Crash (1996)

reviewed by
louis@travel-net.com (Louis)


                                         CRASH
                       A film review by louis@travel-net.com
                        Copyright 1996 louis@travel-net.com

David Cronenberg's "Crash" is about sex and crashing cars. There are the "horror" elements to this movie: Cronenberg sometimes uses more of a psycho-fright rather than exploiting techno-monsters from outer-space. When this kind of horror is done well, the results can be truly frightening. Take, for example, "Dead Ringers": twin gynecologists who have a mental breakdown that takes the form of a regression through the past of medical practices performed on women. The effectiveness of that film relies in part on the premise being within the realm of possibility. "Crash" also takes on the same ontological attitude toward presenting horror.

Crash wants to talk about technology and the transformation of the human body. Of course, that's a pretty big subject. "Crash" tries to narrow it down to changes created by car crashes. Cronenberg emphasizes crashing. There are no car chases, no races, no quarter mile drags, and no stunts worth speaking of. Mind you, the few stunts in the film are well done, but fundamentally, this is not a car movie. The characters in the movies really love car crashes, but nothing else about car. As someone who appreciates a good car, I like a crash as much as the next guy, but only in a contest situation where both the drivers' skills and lives are on the line. But to like only the crash part? Metal meets metal meets meat. There in lies the sex connection: the big bad male Continental bumps the female Miata of the road and lo, an accident. Crash, so let's fuck. Now, there's a premise for a movie. It may seem strange, but it's certainly original.

*PROVIDED RECORDS*
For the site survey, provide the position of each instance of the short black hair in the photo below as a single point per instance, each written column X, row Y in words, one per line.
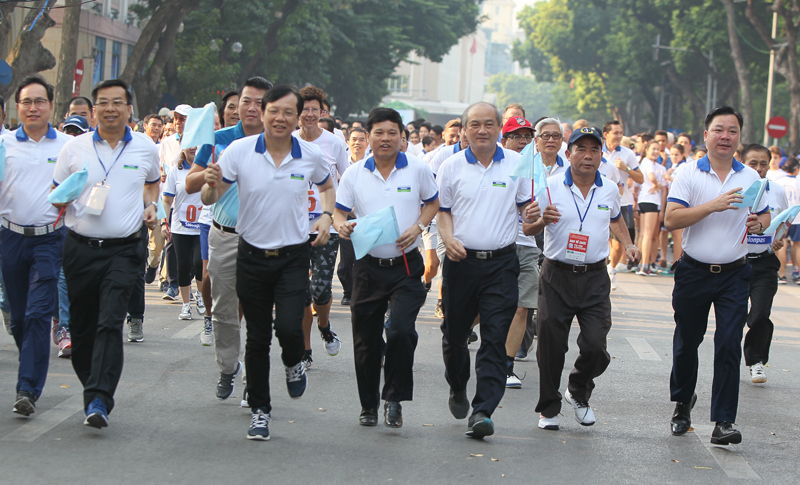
column 257, row 82
column 754, row 147
column 35, row 79
column 608, row 125
column 722, row 111
column 277, row 92
column 379, row 115
column 113, row 83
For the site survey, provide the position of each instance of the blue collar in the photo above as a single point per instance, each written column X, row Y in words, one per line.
column 705, row 165
column 598, row 179
column 400, row 162
column 498, row 155
column 127, row 138
column 261, row 146
column 22, row 136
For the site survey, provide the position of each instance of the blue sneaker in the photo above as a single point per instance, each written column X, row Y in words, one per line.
column 172, row 293
column 96, row 414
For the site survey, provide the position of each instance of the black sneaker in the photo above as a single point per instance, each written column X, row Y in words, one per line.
column 26, row 403
column 259, row 425
column 225, row 384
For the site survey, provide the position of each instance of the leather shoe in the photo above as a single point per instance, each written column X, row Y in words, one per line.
column 368, row 417
column 725, row 434
column 459, row 405
column 682, row 417
column 393, row 414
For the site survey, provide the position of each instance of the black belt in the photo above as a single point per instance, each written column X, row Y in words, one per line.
column 473, row 253
column 714, row 268
column 389, row 262
column 271, row 253
column 96, row 242
column 228, row 229
column 764, row 254
column 578, row 268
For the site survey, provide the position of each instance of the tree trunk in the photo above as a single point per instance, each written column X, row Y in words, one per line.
column 742, row 74
column 28, row 55
column 67, row 58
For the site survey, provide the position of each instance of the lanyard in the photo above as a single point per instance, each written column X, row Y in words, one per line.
column 101, row 160
column 582, row 218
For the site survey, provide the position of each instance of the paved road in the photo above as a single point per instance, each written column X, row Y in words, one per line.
column 169, row 427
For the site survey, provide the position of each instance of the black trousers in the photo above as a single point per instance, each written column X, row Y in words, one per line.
column 485, row 287
column 136, row 302
column 374, row 287
column 99, row 285
column 564, row 295
column 695, row 291
column 262, row 283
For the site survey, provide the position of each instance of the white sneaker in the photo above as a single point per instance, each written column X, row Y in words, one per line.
column 207, row 335
column 583, row 412
column 758, row 373
column 201, row 307
column 186, row 312
column 548, row 423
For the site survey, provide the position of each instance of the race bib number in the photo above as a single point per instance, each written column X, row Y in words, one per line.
column 577, row 244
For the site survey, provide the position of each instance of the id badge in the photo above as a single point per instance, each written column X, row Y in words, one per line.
column 97, row 199
column 577, row 245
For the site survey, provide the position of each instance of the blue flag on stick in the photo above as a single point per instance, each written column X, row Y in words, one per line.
column 199, row 129
column 752, row 196
column 69, row 189
column 374, row 230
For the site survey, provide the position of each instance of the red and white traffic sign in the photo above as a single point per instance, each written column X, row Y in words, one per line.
column 777, row 127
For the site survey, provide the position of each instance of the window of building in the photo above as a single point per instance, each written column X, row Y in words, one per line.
column 399, row 84
column 99, row 60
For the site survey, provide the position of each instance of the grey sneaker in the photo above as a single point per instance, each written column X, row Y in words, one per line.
column 225, row 384
column 135, row 333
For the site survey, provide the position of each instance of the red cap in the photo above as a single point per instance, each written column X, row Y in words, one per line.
column 517, row 123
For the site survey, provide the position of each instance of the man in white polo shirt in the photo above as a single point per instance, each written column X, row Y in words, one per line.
column 272, row 174
column 103, row 252
column 712, row 270
column 30, row 240
column 479, row 209
column 585, row 208
column 388, row 178
column 761, row 256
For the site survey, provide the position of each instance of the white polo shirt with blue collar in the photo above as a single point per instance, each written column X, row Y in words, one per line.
column 273, row 201
column 718, row 238
column 28, row 177
column 598, row 209
column 125, row 169
column 364, row 191
column 484, row 201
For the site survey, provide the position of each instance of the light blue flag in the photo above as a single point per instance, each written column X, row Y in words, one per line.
column 531, row 167
column 199, row 128
column 69, row 189
column 2, row 160
column 786, row 216
column 374, row 230
column 752, row 196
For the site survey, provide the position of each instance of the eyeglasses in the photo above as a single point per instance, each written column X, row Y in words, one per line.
column 117, row 103
column 38, row 102
column 517, row 136
column 550, row 136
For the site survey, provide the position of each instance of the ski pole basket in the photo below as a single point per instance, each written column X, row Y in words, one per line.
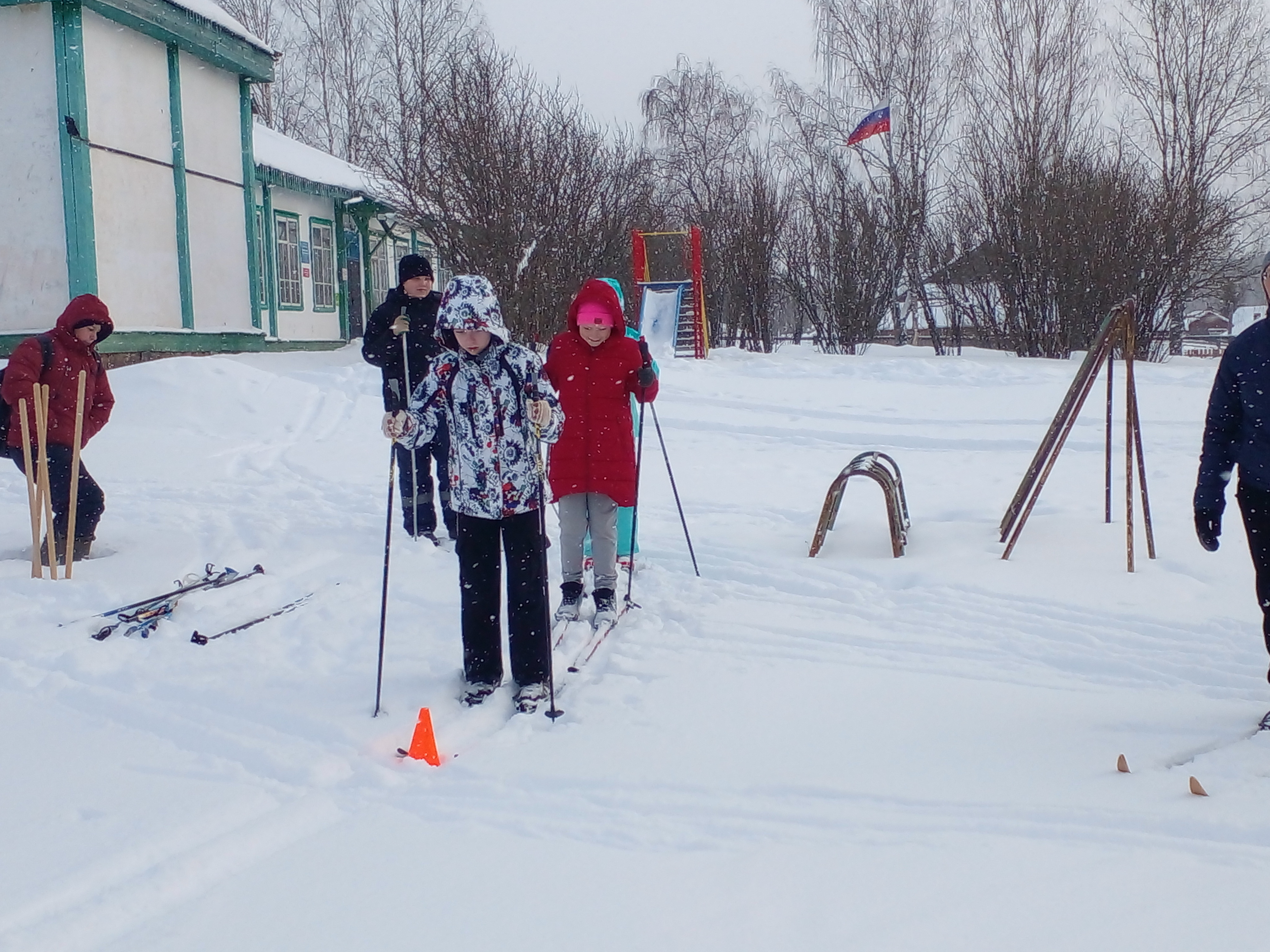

*EXERCISE REQUIREMENTS*
(a) Swap "gynecologists" for "surgeons" in the Crash review, reproducing it starting at "Crash (1996)" and ending at "toward presenting horror.".
(b) Answer these questions from the Crash review:
(i) Which other Cronenberg film does the reviewer give as an example of horror done well?
(ii) According to the review, what does "Crash" narrow the subject of technology and the human body down to?
(iii) What four things does the reviewer say the film has none of?
(c) Take the review of the film "Crash" further, continuing from its final sentence.
The records are separate material and are unrelated to the film review.

*ANSWER LIST*
(a)
Crash (1996)

reviewed by
louis@travel-net.com (Louis)


                                         CRASH
                       A film review by louis@travel-net.com
                        Copyright 1996 louis@travel-net.com

David Cronenberg's "Crash" is about sex and crashing cars. There are the "horror" elements to this movie: Cronenberg sometimes uses more of a psycho-fright rather than exploiting techno-monsters from outer-space. When this kind of horror is done well, the results can be truly frightening. Take, for example, "Dead Ringers": twin surgeons who have a mental breakdown that takes the form of a regression through the past of medical practices performed on women. The effectiveness of that film relies in part on the premise being within the realm of possibility. "Crash" also takes on the same ontological attitude toward presenting horror.

(b)
(i) "Dead Ringers."
(ii) Changes created by car crashes.
(iii) Car chases, races, quarter mile drags, and stunts worth speaking of.

(c)
Crash gives us a few techno-deviated characters in the form of metal-mutilated bodies: a heavily scared maniac who replicates James Dean's death-crash as form of art, a machine-twisted female body that has acquired a new object of eroticism via a fender- bender. And so Rosanna Arquette wears leather sleeze-wear under chrome leg braces. I guess the body takes a licking, but evolution keeps on ticking. It's the kind of deviation one would expect after millions of years of making love in the back seat of a car. A crash simply accelerates the process. A face or a leg gets mangled; the car's stick shift ends up in the passenger seat.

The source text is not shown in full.